» **任务说明**: 根据下方展示文本,50年代重组家庭时,爹带着哪两个孩子?

» **展示文本**:
---*---
看着刚做过手术的大姐,纵使我再三努力去克制,也没阻住我那双眼哗哗地落泪。她是累倒了…
叶落知秋。70多数的大姐,1米68的个头,毕竟是城市人,天生肤白貌美的脸庞掩饰不了岁月里的苍桑。两鬓斑白的秀发和眼角边皱纹看上去格外明朗。一生的成绩单全写在她满身疾病的肢体上。姐用颤巍的手拉着我又开始唠叨她儿时的过往…
我们的爹娘是高尚之人。50年代为了活命娘带着7岁大哥(大哥爹是饿死的),爹带着7岁大姐和5岁二姐(姐的亲娘病死的)重组了家庭。世俗与偏见,封建的残酷,各种闲言碎语没抵挡住爹娘为孩子们求生,合二为一地向往。(在今天所谓的抱团取暖)。
向日葵杆做柱子,麦秸草做泥瓦,土坯做墙一个既温暖又和睦的新家成立了。
地里翻了底朝天,能充饥的实在是找不到了。幕色降临,北风呼吼,出门一天的爹带回了从西山上找到树叶子,娘用前天地里刨来的坏红薯与树叶揉作菜糊糊煮给孩子们吃,姐说:那叫一个”香”啊!
仨姐、二哥、和我相继出生给爹娘又增添更大的愁肠。儿女能有活命是当务之急。堂堂1.8米的男人/爹,丝毫不能懈怠,起早贪黑,马不停蹄,来回穿梭在荒芜的山间、村落小道上…树叶没了吃树皮,所谓能吃的都找遍了。难熬的日还得继续…
姐靠在床头,我递过一杯水,她仅湿润一下嘴唇接着又说。
---*---
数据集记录
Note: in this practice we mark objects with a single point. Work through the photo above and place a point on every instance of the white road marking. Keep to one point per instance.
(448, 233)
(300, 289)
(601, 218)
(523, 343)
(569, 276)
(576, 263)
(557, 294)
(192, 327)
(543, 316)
---*---
» **任务解答**: 爹带着7岁的大姐和5岁的二姐。